> The task
Convert the items below into a two-column CSV with the header row item_text,answer and one row per item. Put each item's text and its answer in a single quoted field, with any line breaks replaced by spaces.

========

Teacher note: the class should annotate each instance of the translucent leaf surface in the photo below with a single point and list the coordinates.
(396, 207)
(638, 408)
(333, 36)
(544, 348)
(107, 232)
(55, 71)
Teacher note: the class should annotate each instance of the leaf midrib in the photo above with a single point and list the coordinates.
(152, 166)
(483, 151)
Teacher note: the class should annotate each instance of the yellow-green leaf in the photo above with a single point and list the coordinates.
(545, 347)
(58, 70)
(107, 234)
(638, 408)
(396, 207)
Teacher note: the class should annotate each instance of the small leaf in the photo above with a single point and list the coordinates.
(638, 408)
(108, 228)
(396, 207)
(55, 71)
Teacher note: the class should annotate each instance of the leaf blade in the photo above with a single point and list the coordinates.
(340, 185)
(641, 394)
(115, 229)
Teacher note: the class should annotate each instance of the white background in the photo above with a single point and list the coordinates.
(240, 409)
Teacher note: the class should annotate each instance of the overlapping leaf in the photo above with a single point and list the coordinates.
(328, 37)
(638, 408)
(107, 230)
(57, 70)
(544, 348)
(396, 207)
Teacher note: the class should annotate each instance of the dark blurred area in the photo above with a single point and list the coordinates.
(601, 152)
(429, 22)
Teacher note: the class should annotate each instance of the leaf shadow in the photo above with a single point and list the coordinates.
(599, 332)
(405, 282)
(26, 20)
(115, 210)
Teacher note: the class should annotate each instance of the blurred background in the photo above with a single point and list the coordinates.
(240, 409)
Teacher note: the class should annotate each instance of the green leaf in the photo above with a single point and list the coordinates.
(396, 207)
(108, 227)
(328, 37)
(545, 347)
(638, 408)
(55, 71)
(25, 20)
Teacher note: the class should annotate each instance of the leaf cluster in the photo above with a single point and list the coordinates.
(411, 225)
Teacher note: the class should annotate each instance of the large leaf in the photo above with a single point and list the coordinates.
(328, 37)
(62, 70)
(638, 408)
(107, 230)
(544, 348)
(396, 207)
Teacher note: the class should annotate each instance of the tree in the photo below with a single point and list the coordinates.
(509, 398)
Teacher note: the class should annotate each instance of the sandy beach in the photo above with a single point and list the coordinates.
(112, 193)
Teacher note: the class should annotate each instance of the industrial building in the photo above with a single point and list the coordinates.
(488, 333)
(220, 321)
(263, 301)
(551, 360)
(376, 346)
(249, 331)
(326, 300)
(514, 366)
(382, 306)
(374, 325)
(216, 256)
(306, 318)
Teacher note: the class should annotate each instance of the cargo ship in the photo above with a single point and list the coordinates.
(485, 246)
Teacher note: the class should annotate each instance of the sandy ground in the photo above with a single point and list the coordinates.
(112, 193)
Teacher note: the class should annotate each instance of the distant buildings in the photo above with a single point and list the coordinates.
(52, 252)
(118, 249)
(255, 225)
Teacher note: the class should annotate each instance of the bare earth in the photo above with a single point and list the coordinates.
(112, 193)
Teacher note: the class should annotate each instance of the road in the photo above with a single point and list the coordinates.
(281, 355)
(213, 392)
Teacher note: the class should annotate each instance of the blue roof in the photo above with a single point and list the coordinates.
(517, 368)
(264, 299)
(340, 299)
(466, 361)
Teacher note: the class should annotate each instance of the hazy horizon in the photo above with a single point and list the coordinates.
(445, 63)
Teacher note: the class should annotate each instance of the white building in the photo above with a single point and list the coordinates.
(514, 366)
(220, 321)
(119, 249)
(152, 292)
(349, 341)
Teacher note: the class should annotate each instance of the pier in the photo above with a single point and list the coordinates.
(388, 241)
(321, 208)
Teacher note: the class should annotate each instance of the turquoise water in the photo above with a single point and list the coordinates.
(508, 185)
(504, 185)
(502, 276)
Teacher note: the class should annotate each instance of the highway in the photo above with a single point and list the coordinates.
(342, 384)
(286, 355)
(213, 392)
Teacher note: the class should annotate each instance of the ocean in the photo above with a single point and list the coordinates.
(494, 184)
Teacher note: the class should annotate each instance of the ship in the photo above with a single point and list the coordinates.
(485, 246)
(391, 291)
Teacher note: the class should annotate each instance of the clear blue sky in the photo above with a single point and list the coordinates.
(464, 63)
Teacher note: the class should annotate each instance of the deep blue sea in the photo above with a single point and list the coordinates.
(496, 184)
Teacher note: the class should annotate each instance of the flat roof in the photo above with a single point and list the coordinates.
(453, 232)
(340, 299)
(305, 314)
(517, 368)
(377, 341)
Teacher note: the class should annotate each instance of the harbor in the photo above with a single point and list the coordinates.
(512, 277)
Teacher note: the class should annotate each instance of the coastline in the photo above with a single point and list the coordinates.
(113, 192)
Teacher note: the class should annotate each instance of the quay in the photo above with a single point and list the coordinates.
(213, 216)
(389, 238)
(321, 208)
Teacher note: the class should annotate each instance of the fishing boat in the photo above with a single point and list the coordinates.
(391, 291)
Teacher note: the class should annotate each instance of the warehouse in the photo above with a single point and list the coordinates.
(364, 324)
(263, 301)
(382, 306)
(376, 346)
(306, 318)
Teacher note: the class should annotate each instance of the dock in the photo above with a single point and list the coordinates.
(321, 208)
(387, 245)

========

> Solution to the exercise
item_text,answer
"Teacher note: the class should annotate each instance of the translucent leaf surface in the photo below with a single point and list the coordinates.","(396, 207) (638, 408) (333, 36) (544, 348) (107, 232) (55, 71)"
"Teacher note: the class should annotate each instance of the leaf midrib in the photo above with a single point and list the coordinates.","(152, 166) (483, 151)"
"Teacher note: the class should annotate each instance of the yellow-green leaf in the photo above with a single point and list the coordinates.","(545, 347) (58, 70) (107, 234) (638, 408) (396, 207)"
"Teacher note: the class should annotate each instance of the small leaf in the photo above with a single point and list the coordinates.","(638, 408) (108, 228) (396, 207) (55, 71)"
"Teacher note: the class should annotate each instance of the leaf blade in the photo above with a single point and list the coordinates.","(340, 185) (641, 394) (115, 229)"
"Teacher note: the class should annotate each instance of the white background in the photo above with a single point and list the coordinates.","(240, 409)"
"Teacher note: the class should annotate each instance of the overlapping leaf in the photo above with a single point and list the coordinates.","(328, 37) (638, 408) (107, 230) (57, 70) (544, 348) (396, 207)"
"Teacher note: the class should annotate each instance of the dark blurred area in the photo above with a single point and list the coordinates.","(601, 152) (429, 22)"
"Teacher note: the class should annotate each instance of the leaf shadow in the photo above with a single point and list the coordinates.","(599, 332) (405, 282) (26, 20) (115, 210)"
"Teacher note: the class should annotate each instance of the blurred background in the photo above with a single point and list the coordinates.","(240, 409)"
"Teacher note: the class should annotate each instance of the green leaf in the photo above with a single point and list the coordinates.","(396, 207) (108, 227) (328, 37) (545, 347) (638, 408) (55, 71) (25, 20)"
"Teacher note: the class should annotate each instance of the leaf cluster in the photo above with a single point and list the coordinates.","(411, 225)"
"Teacher note: the class should annotate each instance of the large leaf in the photo above with a single point and list the coordinates.","(328, 37) (62, 70) (638, 408) (107, 230) (544, 348) (396, 207)"
"Teacher note: the class should annotate each instance of the tree in the photo below with a single point and list the coordinates.","(509, 398)"
"Teacher note: the class should annotate each instance of the sandy beach in the photo above with a single point and list the coordinates.","(112, 193)"
"Teacher note: the class should annotate each instance of the industrial building in the photo above with a single point and list the coordinates.","(488, 333) (220, 321) (263, 301) (551, 360) (376, 346) (249, 331) (326, 300) (514, 366) (382, 306) (374, 325) (216, 256) (306, 318)"
"Teacher note: the class should annotate each instance of the cargo ship in the photo above with a single point and list the coordinates.","(485, 246)"
"Teacher note: the class should annotate each instance of the sandy ground in the photo above with a single point and list the coordinates.","(112, 193)"
"Teacher note: the class should annotate each instance of the distant buildings in the photo above with a single point and list the coordinates.","(52, 252) (118, 249) (255, 225)"
"Teacher note: the class should annotate each instance of the bare earth in the photo above with a single point and list the coordinates.","(112, 193)"
"Teacher note: the class should annotate each instance of the road in the photo above with a single point and list the coordinates.","(281, 355) (213, 392)"
"Teacher note: the class should annotate each instance of the blue roof in the photo above with a single point and list the coordinates.","(517, 368) (264, 299) (340, 299) (466, 361)"
"Teacher note: the class should annotate each instance of the hazy horizon in the photo above with a single point and list the coordinates.","(445, 63)"
"Teacher note: the class should annotate each instance of the white building in the photo above with a single point and list the coordinates.","(514, 366) (220, 321) (119, 249) (152, 292) (349, 341)"
"Teacher note: the class should annotate each instance of the pier in the photo above with a single point and list the coordinates.","(388, 241) (321, 208)"
"Teacher note: the class should annotate each instance of the turquoise water in the photo above with a single point and list the coordinates.","(508, 185) (504, 185) (502, 276)"
"Teacher note: the class should annotate each instance of the highway in the photo above with a single point and list the coordinates.","(342, 384) (286, 355) (213, 392)"
"Teacher note: the class should annotate each instance of the ocean in the photo above with a single point and list the coordinates.","(494, 184)"
"Teacher note: the class should annotate each instance of the ship in the photo above with a single point and list the coordinates.","(485, 246) (391, 291)"
"Teacher note: the class should annotate each instance of the clear blue sky in the photo above with a single point and list the coordinates.","(464, 63)"
"Teacher note: the class should annotate each instance of the deep blue sea in the photo above with a single point and list the coordinates.","(496, 184)"
"Teacher note: the class should annotate each instance of the flat roof in the photo above with a single point and list the coordinates.","(453, 232) (340, 299) (305, 314) (517, 368) (377, 341)"
"Teacher note: the class should annotate each instance of the harbor in the photo above with a single point and list the coordinates.","(512, 277)"
"Teacher note: the class should annotate each instance of the coastline in the photo above with a single point and list the coordinates.","(113, 192)"
"Teacher note: the class should annotate each instance of the quay in the photo above with a single point and list the coordinates.","(213, 216) (389, 238) (321, 208)"
"Teacher note: the class should annotate each instance of the fishing boat in the photo above with a single point and list the coordinates.","(391, 291)"
"Teacher note: the class should annotate each instance of the warehouse in the photo above with a single point and list the coordinates.","(364, 324) (263, 301) (382, 306) (376, 346) (306, 318)"
"Teacher note: the class should annotate each instance of the dock in the photo above with a single point and list the coordinates.","(321, 208) (387, 245)"